What is being asked
Reproduce word for word every line from the one containing "Target: speckled countertop" to the final line of the data below; omit the pictures.
Extracted information section start
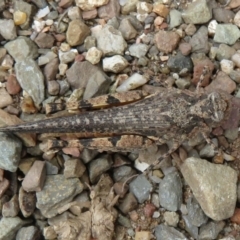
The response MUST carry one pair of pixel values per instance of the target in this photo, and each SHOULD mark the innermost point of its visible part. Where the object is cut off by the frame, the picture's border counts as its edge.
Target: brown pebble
(11, 208)
(119, 189)
(60, 37)
(1, 174)
(27, 105)
(65, 3)
(185, 48)
(12, 85)
(35, 177)
(149, 209)
(4, 184)
(133, 216)
(236, 216)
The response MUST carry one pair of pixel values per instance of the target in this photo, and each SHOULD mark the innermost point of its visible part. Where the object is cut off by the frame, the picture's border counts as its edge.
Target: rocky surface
(68, 50)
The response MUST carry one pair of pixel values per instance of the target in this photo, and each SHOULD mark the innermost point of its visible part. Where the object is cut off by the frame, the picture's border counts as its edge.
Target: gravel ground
(65, 50)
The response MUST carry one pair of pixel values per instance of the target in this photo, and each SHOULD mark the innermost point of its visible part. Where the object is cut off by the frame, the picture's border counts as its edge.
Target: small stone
(190, 29)
(226, 33)
(29, 232)
(43, 12)
(141, 188)
(11, 208)
(170, 191)
(175, 18)
(106, 45)
(236, 59)
(179, 62)
(74, 168)
(149, 210)
(160, 9)
(7, 62)
(94, 55)
(4, 184)
(53, 88)
(237, 19)
(27, 8)
(19, 17)
(222, 82)
(6, 99)
(22, 48)
(135, 81)
(77, 32)
(166, 41)
(138, 50)
(212, 27)
(27, 105)
(236, 216)
(57, 185)
(89, 14)
(114, 64)
(128, 204)
(24, 72)
(89, 5)
(9, 227)
(143, 235)
(165, 232)
(89, 42)
(199, 41)
(27, 202)
(44, 40)
(171, 218)
(74, 13)
(227, 66)
(65, 3)
(213, 186)
(67, 57)
(8, 29)
(185, 48)
(98, 166)
(197, 12)
(109, 10)
(50, 70)
(11, 148)
(127, 30)
(211, 230)
(35, 177)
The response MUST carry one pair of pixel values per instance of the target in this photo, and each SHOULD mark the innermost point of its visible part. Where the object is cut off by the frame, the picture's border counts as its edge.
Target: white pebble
(141, 166)
(227, 66)
(114, 64)
(49, 22)
(62, 68)
(94, 55)
(43, 12)
(38, 25)
(135, 81)
(236, 59)
(212, 27)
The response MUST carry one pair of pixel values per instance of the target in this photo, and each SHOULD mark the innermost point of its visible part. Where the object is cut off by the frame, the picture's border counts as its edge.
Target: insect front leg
(124, 143)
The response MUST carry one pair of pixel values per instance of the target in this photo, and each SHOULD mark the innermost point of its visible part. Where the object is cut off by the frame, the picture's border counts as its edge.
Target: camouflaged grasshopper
(168, 115)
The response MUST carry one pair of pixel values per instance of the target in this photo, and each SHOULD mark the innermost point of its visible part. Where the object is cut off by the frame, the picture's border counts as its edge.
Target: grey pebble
(22, 48)
(179, 62)
(170, 191)
(57, 192)
(99, 166)
(141, 188)
(163, 232)
(226, 33)
(11, 148)
(9, 227)
(31, 79)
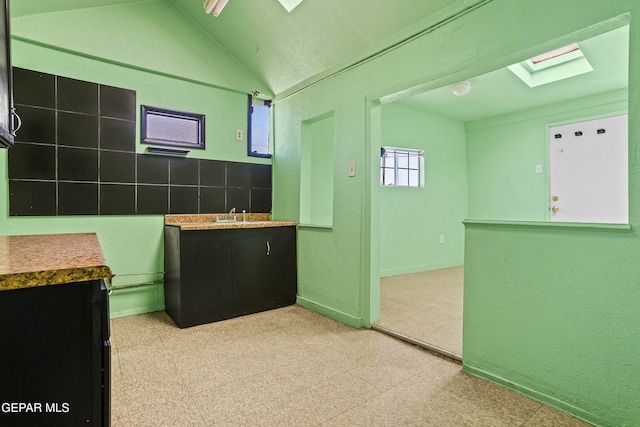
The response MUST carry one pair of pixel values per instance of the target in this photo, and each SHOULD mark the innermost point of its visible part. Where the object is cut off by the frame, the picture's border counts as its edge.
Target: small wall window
(259, 127)
(401, 167)
(167, 127)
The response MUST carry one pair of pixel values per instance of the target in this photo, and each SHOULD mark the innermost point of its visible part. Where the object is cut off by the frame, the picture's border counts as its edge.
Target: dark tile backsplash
(75, 155)
(117, 134)
(38, 125)
(78, 96)
(34, 88)
(117, 103)
(77, 130)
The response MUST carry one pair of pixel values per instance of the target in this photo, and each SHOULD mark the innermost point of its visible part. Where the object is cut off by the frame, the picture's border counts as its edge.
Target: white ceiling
(501, 92)
(284, 48)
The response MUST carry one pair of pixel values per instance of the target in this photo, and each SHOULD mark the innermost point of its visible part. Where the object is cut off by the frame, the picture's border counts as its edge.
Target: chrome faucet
(232, 211)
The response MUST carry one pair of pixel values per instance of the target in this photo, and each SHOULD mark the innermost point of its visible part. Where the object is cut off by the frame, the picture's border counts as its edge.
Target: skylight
(549, 67)
(290, 4)
(554, 53)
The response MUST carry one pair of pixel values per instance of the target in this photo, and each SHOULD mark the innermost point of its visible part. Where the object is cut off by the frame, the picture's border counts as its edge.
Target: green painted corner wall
(527, 288)
(413, 219)
(559, 319)
(132, 245)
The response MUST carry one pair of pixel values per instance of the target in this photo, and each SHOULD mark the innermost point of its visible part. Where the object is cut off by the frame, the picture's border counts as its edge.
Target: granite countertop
(208, 221)
(50, 259)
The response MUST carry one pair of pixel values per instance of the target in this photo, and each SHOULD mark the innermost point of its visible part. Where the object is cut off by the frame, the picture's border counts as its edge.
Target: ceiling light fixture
(214, 6)
(461, 89)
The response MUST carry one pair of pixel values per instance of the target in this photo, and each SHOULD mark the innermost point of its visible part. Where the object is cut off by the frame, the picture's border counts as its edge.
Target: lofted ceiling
(281, 48)
(501, 92)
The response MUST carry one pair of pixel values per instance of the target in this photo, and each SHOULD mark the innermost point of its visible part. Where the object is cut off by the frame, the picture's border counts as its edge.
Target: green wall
(503, 152)
(316, 186)
(550, 312)
(163, 73)
(413, 219)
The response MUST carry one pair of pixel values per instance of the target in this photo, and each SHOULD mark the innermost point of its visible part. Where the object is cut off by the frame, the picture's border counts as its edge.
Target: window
(166, 127)
(259, 121)
(401, 167)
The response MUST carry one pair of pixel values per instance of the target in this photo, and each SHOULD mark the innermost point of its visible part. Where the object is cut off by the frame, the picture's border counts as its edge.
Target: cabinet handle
(13, 111)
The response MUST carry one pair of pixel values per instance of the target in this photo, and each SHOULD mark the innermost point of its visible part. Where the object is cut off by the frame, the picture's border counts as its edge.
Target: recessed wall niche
(75, 155)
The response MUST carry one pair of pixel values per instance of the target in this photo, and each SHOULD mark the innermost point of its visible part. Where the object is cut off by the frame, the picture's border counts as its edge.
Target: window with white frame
(259, 123)
(401, 167)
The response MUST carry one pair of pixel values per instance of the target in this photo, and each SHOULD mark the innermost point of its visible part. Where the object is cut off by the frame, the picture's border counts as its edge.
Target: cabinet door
(264, 269)
(251, 270)
(205, 277)
(51, 350)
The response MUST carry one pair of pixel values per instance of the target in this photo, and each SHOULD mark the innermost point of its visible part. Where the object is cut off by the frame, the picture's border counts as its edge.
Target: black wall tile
(238, 175)
(152, 199)
(117, 134)
(76, 198)
(260, 176)
(76, 155)
(117, 199)
(77, 96)
(32, 161)
(78, 130)
(238, 198)
(117, 167)
(117, 102)
(77, 164)
(38, 125)
(33, 88)
(183, 171)
(152, 169)
(183, 200)
(212, 173)
(260, 200)
(212, 200)
(31, 198)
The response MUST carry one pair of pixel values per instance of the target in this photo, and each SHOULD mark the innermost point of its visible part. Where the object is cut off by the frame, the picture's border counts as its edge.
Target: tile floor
(294, 367)
(426, 306)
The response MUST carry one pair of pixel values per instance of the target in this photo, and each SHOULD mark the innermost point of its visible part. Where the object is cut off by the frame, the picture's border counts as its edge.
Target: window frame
(396, 168)
(147, 110)
(267, 103)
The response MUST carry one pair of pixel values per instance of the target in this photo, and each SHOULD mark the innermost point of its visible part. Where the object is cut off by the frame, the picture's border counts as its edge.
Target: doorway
(499, 128)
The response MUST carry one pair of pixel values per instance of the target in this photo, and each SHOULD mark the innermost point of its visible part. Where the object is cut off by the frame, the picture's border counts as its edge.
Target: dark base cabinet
(55, 355)
(212, 275)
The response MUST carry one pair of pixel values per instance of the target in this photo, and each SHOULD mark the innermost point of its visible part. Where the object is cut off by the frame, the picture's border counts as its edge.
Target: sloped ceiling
(501, 92)
(283, 49)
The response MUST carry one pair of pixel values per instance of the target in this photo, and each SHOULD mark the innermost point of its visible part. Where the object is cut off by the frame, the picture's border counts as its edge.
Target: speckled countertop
(50, 259)
(208, 221)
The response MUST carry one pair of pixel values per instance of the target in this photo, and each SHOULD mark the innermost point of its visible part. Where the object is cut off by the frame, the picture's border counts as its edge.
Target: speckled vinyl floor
(293, 367)
(426, 306)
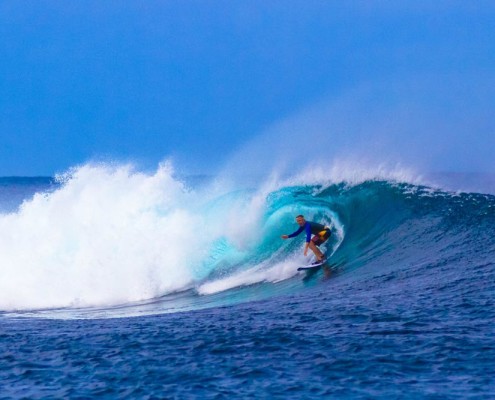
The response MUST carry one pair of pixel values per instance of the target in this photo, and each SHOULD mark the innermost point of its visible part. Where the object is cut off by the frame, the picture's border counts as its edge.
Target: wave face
(105, 237)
Extracted information section end
Exercise solution
Target: speckled countertop
(50, 259)
(208, 221)
The response MUST carry one pair of pixel values per instance of the target in this photo, and each SHOULD mark the innermost point of its visible part. Where the object is cut off by the frame, the picture's border counts as its edge.
Target: speckled vinyl floor
(293, 367)
(426, 306)
The response MUST carry one pair of pixel values per instance of the target in this photo, and each SHOULD mark the innermost point of its visible part. Where the object is cut off by the frame, the picture's border counts as its edge.
Target: wave face
(105, 237)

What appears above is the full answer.